* WORK INSTRUCTIONS *
Pull out all lines from the listing below in which the word "table" appears.

* RECORDS SUPPLIED *
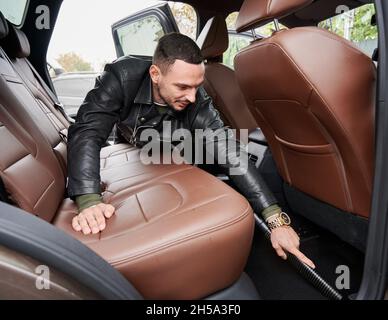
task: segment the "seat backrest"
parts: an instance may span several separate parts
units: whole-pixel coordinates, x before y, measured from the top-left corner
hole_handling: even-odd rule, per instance
[[[310,2],[246,0],[238,31]],[[318,200],[368,217],[374,171],[372,60],[329,31],[300,27],[255,41],[236,56],[235,67],[283,179]]]
[[[27,36],[9,21],[8,30],[8,35],[4,39],[4,51],[12,60],[18,72],[24,76],[26,85],[32,91],[35,98],[40,101],[42,108],[45,109],[45,113],[48,114],[55,127],[66,133],[66,130],[70,126],[68,119],[55,108],[54,101],[52,101],[36,76],[37,71],[28,61],[28,57],[30,56],[30,43]]]
[[[225,19],[220,15],[211,18],[197,39],[202,56],[207,60],[204,88],[212,97],[225,125],[251,131],[257,128],[257,123],[245,103],[234,71],[219,62],[228,49],[228,43]]]
[[[36,101],[33,105],[25,105],[25,112],[35,115],[33,117],[36,119],[35,122],[54,149],[66,175],[67,148],[63,137],[67,136],[69,122],[55,108],[54,102],[34,75],[36,71],[27,60],[30,55],[30,44],[26,35],[10,22],[8,30],[8,35],[0,41],[0,44],[11,60],[14,73],[23,80],[24,86]]]
[[[5,24],[0,14],[3,38]],[[63,170],[42,133],[51,126],[0,48],[0,176],[18,207],[47,221],[53,219],[65,192]]]

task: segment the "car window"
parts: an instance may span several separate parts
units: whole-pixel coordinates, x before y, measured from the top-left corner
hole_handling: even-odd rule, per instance
[[[158,40],[165,34],[155,16],[147,16],[117,29],[124,55],[152,56]]]
[[[179,32],[195,39],[197,15],[194,8],[180,2],[168,2]],[[146,16],[117,29],[124,55],[152,56],[158,40],[165,34],[156,16]]]
[[[28,0],[0,0],[0,11],[11,23],[20,26],[28,7]]]
[[[366,4],[353,10],[343,6],[341,10],[344,12],[320,22],[318,26],[352,41],[371,57],[378,38],[377,26],[372,23],[374,5]]]

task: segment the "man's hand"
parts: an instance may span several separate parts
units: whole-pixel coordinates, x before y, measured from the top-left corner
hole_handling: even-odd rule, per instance
[[[314,263],[299,251],[299,236],[294,229],[289,226],[282,226],[272,230],[271,232],[272,247],[275,249],[279,257],[287,259],[287,252],[292,253],[300,261],[315,269]]]
[[[96,234],[106,227],[105,218],[109,219],[115,212],[111,204],[99,203],[82,210],[73,218],[72,226],[75,231],[83,234]]]

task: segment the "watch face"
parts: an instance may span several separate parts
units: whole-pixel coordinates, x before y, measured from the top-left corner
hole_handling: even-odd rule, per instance
[[[283,223],[284,223],[285,225],[289,225],[289,224],[291,223],[291,219],[290,219],[290,217],[288,216],[287,213],[282,212],[282,213],[280,214],[280,218],[283,220]]]

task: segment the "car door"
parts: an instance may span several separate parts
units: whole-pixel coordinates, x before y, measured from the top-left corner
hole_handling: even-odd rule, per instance
[[[117,57],[152,57],[158,40],[170,32],[179,32],[167,3],[132,14],[112,25]]]

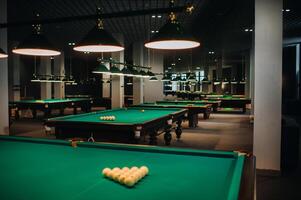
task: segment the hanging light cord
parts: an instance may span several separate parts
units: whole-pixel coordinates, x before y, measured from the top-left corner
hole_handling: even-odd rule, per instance
[[[72,50],[70,51],[69,76],[72,76]]]
[[[34,74],[37,74],[37,57],[34,57]]]
[[[104,27],[103,27],[103,20],[102,20],[102,18],[100,17],[100,15],[102,14],[102,9],[100,8],[100,7],[97,7],[97,9],[96,9],[96,13],[97,13],[97,28],[98,29],[104,29]]]

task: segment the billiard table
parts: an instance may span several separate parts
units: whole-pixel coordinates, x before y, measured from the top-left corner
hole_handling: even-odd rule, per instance
[[[15,117],[17,119],[19,118],[19,110],[30,109],[33,118],[36,118],[37,110],[40,110],[44,113],[44,117],[47,118],[54,109],[60,110],[60,115],[63,115],[64,109],[67,107],[73,108],[74,114],[77,113],[77,108],[81,108],[84,112],[89,112],[92,103],[93,100],[91,98],[20,100],[9,102],[15,109]]]
[[[150,108],[183,108],[188,110],[187,119],[189,121],[189,127],[197,127],[198,114],[203,113],[204,119],[208,119],[211,113],[210,104],[201,103],[185,103],[185,102],[156,102],[156,103],[143,103],[140,105],[134,105],[135,107],[150,107]]]
[[[246,112],[246,105],[251,103],[250,98],[245,98],[241,96],[207,96],[204,100],[219,100],[221,101],[220,107],[222,108],[240,108],[242,112]]]
[[[187,104],[210,104],[212,107],[213,112],[217,111],[217,108],[220,107],[221,101],[220,100],[163,100],[163,101],[157,101],[156,103],[171,103],[171,104],[181,104],[181,103],[187,103]]]
[[[72,145],[71,145],[72,144]],[[237,152],[0,136],[0,199],[251,200],[253,156]],[[109,167],[147,166],[128,188]]]
[[[126,139],[126,142],[138,143],[149,136],[150,144],[157,144],[157,136],[164,133],[165,144],[172,139],[172,125],[180,139],[181,123],[187,113],[180,108],[130,107],[104,110],[79,115],[50,118],[45,121],[46,128],[55,127],[59,139],[82,137],[89,140],[108,136],[110,139]],[[101,117],[115,116],[115,120],[103,120]]]

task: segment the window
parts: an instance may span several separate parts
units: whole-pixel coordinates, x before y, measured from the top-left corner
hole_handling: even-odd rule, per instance
[[[171,74],[171,80],[175,79],[177,77],[177,74]],[[178,82],[171,82],[171,90],[172,91],[177,91],[178,90]]]

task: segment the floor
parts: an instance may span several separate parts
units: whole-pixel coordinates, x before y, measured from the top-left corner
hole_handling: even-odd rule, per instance
[[[54,135],[45,134],[42,120],[21,119],[15,121],[11,125],[10,132],[12,135],[55,139]],[[181,140],[176,140],[173,135],[171,147],[251,152],[252,140],[253,127],[249,115],[217,113],[211,114],[208,120],[204,120],[200,116],[197,128],[188,128],[188,123],[184,122]],[[147,144],[147,140],[144,140],[144,143]],[[158,145],[165,146],[163,135],[159,136]],[[281,176],[257,176],[257,199],[301,199],[300,166],[301,163],[299,168],[284,172]]]

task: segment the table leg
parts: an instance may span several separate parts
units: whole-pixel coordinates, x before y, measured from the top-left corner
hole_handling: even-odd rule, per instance
[[[217,106],[213,107],[213,112],[217,112]]]
[[[204,112],[204,119],[209,119],[209,116],[210,116],[210,110],[206,110]]]
[[[157,131],[156,130],[153,130],[149,134],[149,144],[150,145],[157,145]]]
[[[90,109],[89,109],[89,106],[88,105],[83,105],[83,106],[81,106],[81,110],[83,111],[83,112],[90,112]]]
[[[36,119],[37,118],[37,110],[36,109],[32,109],[32,117],[34,118],[34,119]]]
[[[171,126],[167,125],[165,128],[165,133],[164,133],[165,145],[170,145],[171,139],[172,139]]]
[[[242,108],[242,112],[243,112],[243,113],[246,113],[246,112],[247,112],[246,105]]]
[[[177,135],[177,139],[179,140],[182,135],[182,119],[179,119],[176,124],[177,124],[176,135]]]
[[[135,144],[139,144],[141,138],[141,129],[135,130],[134,131],[134,142]]]
[[[55,137],[56,139],[66,139],[66,136],[64,136],[63,131],[57,127],[55,127]]]
[[[19,118],[20,118],[20,115],[19,115],[19,109],[16,108],[16,110],[15,110],[15,119],[17,120],[17,119],[19,119]]]
[[[44,109],[44,117],[49,118],[50,115],[51,115],[51,109],[49,108]]]
[[[188,114],[189,128],[195,128],[198,124],[198,114]]]
[[[60,115],[64,115],[64,110],[65,110],[64,107],[61,107],[61,108],[60,108]]]
[[[74,114],[74,115],[77,114],[77,108],[76,108],[76,106],[73,106],[73,114]]]

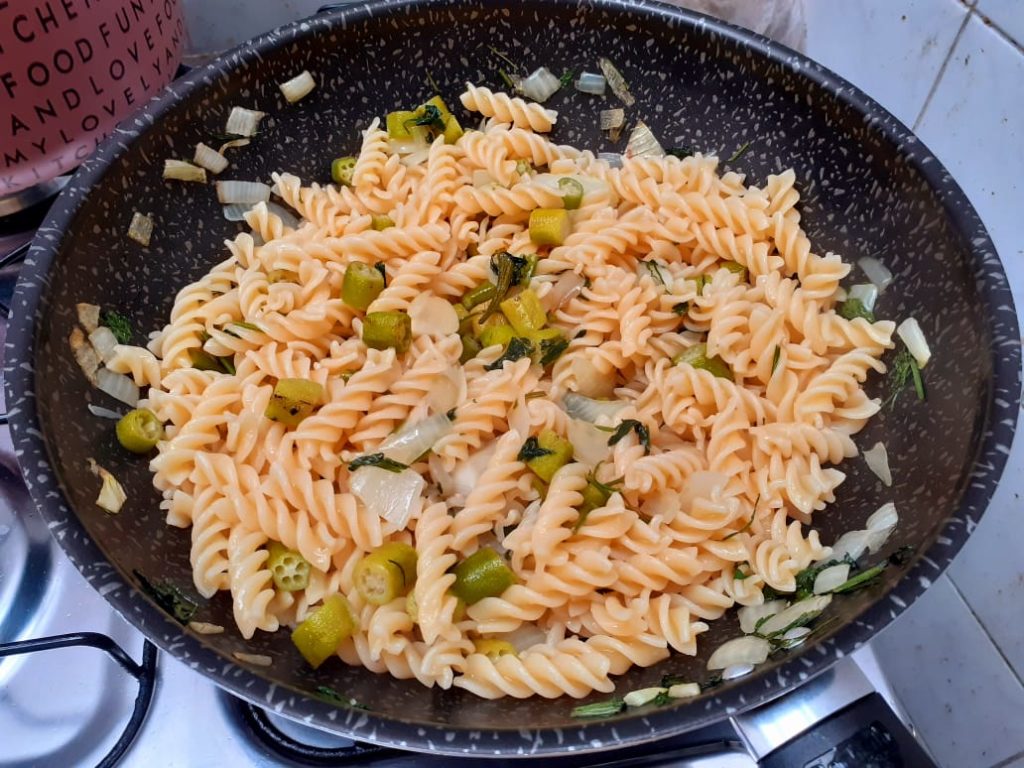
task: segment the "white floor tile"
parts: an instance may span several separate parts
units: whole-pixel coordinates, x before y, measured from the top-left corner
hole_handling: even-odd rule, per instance
[[[967,15],[959,0],[806,0],[807,54],[913,125]]]
[[[1021,0],[979,0],[979,12],[985,14],[993,24],[1007,35],[1024,45],[1024,2]]]
[[[875,656],[942,768],[1024,750],[1024,686],[946,578],[874,641]]]

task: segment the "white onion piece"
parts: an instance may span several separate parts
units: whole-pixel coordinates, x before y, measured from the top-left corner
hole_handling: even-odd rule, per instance
[[[128,237],[140,245],[149,245],[150,238],[153,237],[153,219],[138,211],[133,213],[128,224]]]
[[[608,81],[604,75],[599,75],[597,72],[580,72],[580,76],[576,79],[576,90],[580,93],[589,93],[592,96],[604,96],[604,91],[608,87]],[[619,123],[622,125],[622,123]],[[605,130],[602,128],[601,130]]]
[[[580,419],[570,419],[566,437],[572,443],[573,460],[594,467],[608,458],[608,433]]]
[[[903,339],[903,343],[917,361],[918,368],[928,365],[928,361],[932,359],[932,351],[928,348],[928,340],[925,339],[924,331],[917,324],[917,320],[908,317],[896,326],[896,335]]]
[[[859,560],[861,555],[868,548],[867,531],[847,531],[832,545],[832,551],[828,555],[818,559],[818,562],[829,560],[842,560],[847,555],[853,560]]]
[[[575,272],[563,272],[551,286],[541,303],[547,312],[553,312],[583,290],[586,281]]]
[[[117,346],[117,337],[114,332],[104,325],[99,326],[89,334],[89,343],[96,350],[100,359],[107,363],[114,356],[114,348]]]
[[[224,631],[220,624],[210,624],[207,621],[190,621],[188,628],[197,635],[219,635]]]
[[[274,663],[274,660],[264,653],[234,651],[231,655],[245,664],[252,664],[254,667],[269,667]]]
[[[736,611],[736,618],[740,620],[740,629],[745,635],[751,634],[757,626],[757,622],[784,611],[787,605],[789,603],[785,600],[769,600],[760,605],[744,605]]]
[[[622,701],[627,707],[642,707],[666,692],[668,692],[668,688],[640,688],[627,693],[622,697]]]
[[[601,67],[601,72],[604,73],[605,79],[608,80],[612,93],[618,96],[619,100],[627,107],[633,106],[636,103],[636,99],[629,92],[629,83],[626,82],[626,78],[622,76],[618,68],[612,64],[610,59],[606,59],[603,56],[597,60],[597,64]]]
[[[473,186],[476,187],[477,189],[487,189],[488,187],[498,186],[498,182],[495,180],[495,178],[491,176],[491,174],[489,174],[483,168],[477,168],[475,171],[473,171],[473,174],[470,178],[473,183]]]
[[[184,160],[164,160],[164,178],[171,181],[206,183],[206,170]]]
[[[519,90],[528,99],[544,102],[550,99],[561,85],[550,69],[540,67],[519,84]]]
[[[528,648],[533,648],[535,645],[543,645],[548,640],[544,630],[532,623],[520,624],[519,627],[511,632],[496,634],[494,637],[511,643],[512,647],[516,649],[516,653],[522,653]]]
[[[629,404],[622,400],[594,400],[575,392],[566,392],[562,398],[562,406],[566,413],[574,419],[589,421],[591,424],[602,416],[614,419],[627,405]]]
[[[203,142],[196,144],[196,153],[192,162],[200,168],[205,168],[212,174],[218,174],[228,167],[228,159],[213,147],[208,147]]]
[[[602,109],[597,115],[597,127],[602,131],[610,131],[613,128],[621,128],[626,122],[626,110]]]
[[[868,469],[875,473],[886,487],[892,485],[892,471],[889,469],[889,454],[885,445],[875,443],[862,454]]]
[[[270,200],[270,187],[260,181],[218,181],[217,200],[224,204],[265,203]]]
[[[494,451],[497,447],[498,441],[492,440],[456,466],[455,471],[452,472],[452,484],[455,487],[456,495],[466,497],[470,491],[476,488],[480,482],[480,476],[483,475],[487,465],[490,464],[491,457],[494,456]]]
[[[753,664],[733,664],[722,670],[723,680],[735,680],[737,677],[746,677],[754,671]]]
[[[622,167],[622,155],[618,152],[598,152],[597,159],[608,163],[609,168]]]
[[[448,416],[438,413],[415,424],[406,424],[381,443],[377,450],[389,459],[412,464],[451,431],[452,423]]]
[[[629,134],[626,145],[626,157],[664,157],[665,149],[661,146],[654,133],[643,120],[636,124]]]
[[[867,547],[868,552],[872,555],[876,552],[880,552],[882,547],[885,546],[885,542],[889,540],[892,532],[896,530],[896,526],[890,528],[879,528],[874,531],[865,531],[867,534],[864,537],[864,546]]]
[[[636,276],[649,277],[654,281],[655,285],[665,285],[666,282],[672,281],[672,275],[668,274],[665,267],[653,259],[651,261],[641,261],[637,263]]]
[[[895,528],[899,521],[900,516],[896,511],[896,505],[890,501],[872,512],[867,522],[864,523],[864,527],[868,531],[884,531],[889,528]]]
[[[415,336],[447,336],[459,332],[455,307],[440,296],[421,293],[409,305],[409,319]]]
[[[397,150],[395,151],[396,153],[398,152]],[[402,158],[402,165],[406,166],[407,168],[412,168],[413,166],[416,165],[423,165],[425,162],[427,162],[428,157],[430,157],[429,147],[414,149],[412,152],[410,152],[409,154],[405,155],[405,157]]]
[[[448,413],[466,399],[466,372],[461,365],[442,373],[430,385],[427,403],[433,413]]]
[[[693,472],[683,483],[683,490],[679,494],[679,503],[685,511],[689,512],[693,508],[695,499],[710,499],[728,482],[729,478],[721,472],[709,470]]]
[[[832,565],[818,572],[814,577],[813,592],[816,595],[825,595],[846,582],[850,578],[850,564],[839,563]]]
[[[874,312],[875,302],[878,301],[878,286],[874,283],[860,283],[859,285],[850,286],[847,297],[859,301],[868,312]]]
[[[736,664],[760,664],[768,658],[771,645],[761,637],[744,635],[722,643],[708,659],[708,669],[725,669]]]
[[[588,398],[610,399],[615,394],[615,376],[600,370],[583,355],[569,355],[569,387]],[[580,416],[579,418],[585,418]],[[591,419],[587,419],[591,421]]]
[[[698,683],[676,683],[668,689],[670,699],[692,699],[699,695],[700,685]]]
[[[841,285],[832,294],[832,301],[846,301],[846,298],[846,289]]]
[[[224,133],[231,136],[255,136],[260,129],[260,120],[265,116],[264,112],[257,112],[254,109],[232,107],[231,114],[228,115],[228,121],[224,126]]]
[[[252,142],[249,139],[232,139],[231,141],[225,141],[223,144],[217,147],[217,151],[223,155],[229,149],[248,147],[251,143]]]
[[[352,495],[363,502],[366,511],[396,528],[405,528],[409,518],[423,507],[423,478],[411,469],[389,472],[380,467],[360,467],[349,478]]]
[[[876,258],[865,256],[857,262],[857,265],[867,275],[868,280],[878,288],[879,293],[882,293],[892,282],[892,272]]]
[[[391,145],[391,151],[396,155],[411,155],[413,153],[423,152],[423,159],[426,159],[427,153],[430,150],[430,145],[422,135],[414,133],[408,139],[388,139],[388,144]],[[417,155],[417,157],[419,157]],[[415,163],[419,164],[418,161]]]
[[[96,354],[92,344],[85,338],[81,328],[73,328],[71,330],[71,335],[68,336],[68,345],[75,355],[75,362],[78,363],[78,367],[85,374],[85,378],[95,387],[96,372],[100,367],[100,356]]]
[[[123,373],[114,373],[109,368],[100,368],[96,371],[96,388],[132,408],[139,404],[139,388]]]
[[[310,91],[316,88],[316,81],[313,80],[313,76],[307,70],[296,75],[291,80],[280,83],[278,88],[281,89],[281,93],[284,94],[288,103],[294,104],[296,101],[304,99],[309,95]]]
[[[92,333],[100,324],[100,308],[98,304],[86,304],[82,302],[75,305],[78,313],[78,324],[85,328],[86,333]]]
[[[116,477],[92,459],[89,459],[89,469],[103,481],[100,493],[96,497],[96,506],[112,515],[116,515],[128,500],[128,494],[124,492],[124,488],[117,481]]]
[[[245,214],[252,210],[251,203],[232,203],[221,208],[221,213],[228,221],[245,221]]]
[[[99,416],[101,419],[120,421],[121,417],[124,415],[123,413],[112,411],[109,408],[104,408],[103,406],[100,405],[93,405],[92,403],[89,403],[85,407],[89,409],[89,413],[91,413],[93,416]]]
[[[299,224],[301,223],[299,221],[299,217],[296,216],[291,211],[289,211],[283,205],[278,205],[277,203],[267,203],[267,210],[270,211],[275,216],[277,216],[281,220],[281,223],[284,224],[286,227],[289,227],[291,229],[299,228]]]
[[[807,636],[811,634],[812,630],[810,627],[793,627],[788,632],[784,633],[780,640],[785,643],[786,648],[796,648],[798,645],[807,639]]]
[[[839,586],[838,584],[836,586]],[[817,595],[808,597],[798,603],[793,603],[784,611],[780,611],[758,627],[757,633],[765,637],[784,631],[790,624],[805,617],[816,617],[824,611],[832,602],[832,595]],[[812,618],[806,618],[811,621]]]

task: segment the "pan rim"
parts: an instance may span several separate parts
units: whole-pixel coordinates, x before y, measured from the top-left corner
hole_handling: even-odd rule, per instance
[[[484,2],[491,4],[486,0]],[[35,328],[42,320],[39,312],[48,274],[61,250],[66,229],[73,224],[87,191],[121,158],[136,136],[149,130],[165,113],[174,109],[180,100],[229,71],[235,64],[252,61],[284,42],[300,42],[336,25],[359,23],[364,19],[395,12],[415,15],[428,9],[437,12],[474,5],[479,6],[480,0],[449,0],[441,5],[431,0],[378,0],[293,22],[242,43],[213,62],[171,83],[132,118],[118,126],[78,170],[54,204],[33,242],[19,276],[5,345],[6,395],[10,404],[11,432],[16,454],[19,461],[23,456],[37,460],[33,462],[36,466],[31,476],[23,471],[33,502],[62,548],[90,584],[97,589],[102,586],[101,593],[108,603],[162,650],[178,659],[185,656],[197,668],[202,668],[206,677],[245,700],[268,709],[280,709],[280,713],[285,716],[343,733],[359,741],[447,755],[527,757],[567,751],[583,753],[668,738],[783,695],[809,676],[826,671],[841,656],[858,648],[899,615],[941,575],[983,514],[1007,461],[1017,419],[1021,380],[1017,315],[1008,280],[977,212],[938,159],[906,126],[858,88],[800,53],[748,30],[650,0],[588,0],[586,3],[595,11],[629,12],[648,21],[670,21],[695,32],[718,36],[785,70],[796,72],[809,80],[812,87],[820,88],[854,108],[872,123],[873,128],[886,141],[897,146],[905,160],[927,180],[942,201],[950,220],[957,226],[960,236],[969,245],[973,256],[978,293],[989,309],[986,330],[991,338],[992,378],[986,393],[986,428],[975,455],[970,475],[972,482],[965,487],[958,507],[943,524],[937,539],[903,578],[888,593],[880,595],[865,608],[856,620],[843,625],[833,635],[818,643],[817,647],[823,649],[823,652],[812,659],[812,667],[802,664],[800,659],[803,657],[798,656],[773,670],[779,681],[775,685],[753,687],[749,683],[758,678],[750,678],[745,683],[722,687],[716,695],[701,700],[705,705],[702,716],[693,719],[680,718],[677,706],[643,715],[625,714],[600,722],[581,722],[571,727],[510,727],[482,732],[431,722],[401,721],[364,711],[338,708],[300,693],[298,689],[274,683],[206,647],[198,638],[184,632],[180,625],[124,578],[86,534],[84,526],[64,498],[40,429],[32,362],[36,354]],[[58,531],[63,535],[58,535]],[[801,674],[803,679],[800,678]],[[493,738],[484,738],[485,735]],[[446,737],[451,738],[451,741]]]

* ANSWER AREA *
task: segment the billiard table
task: segment the table leg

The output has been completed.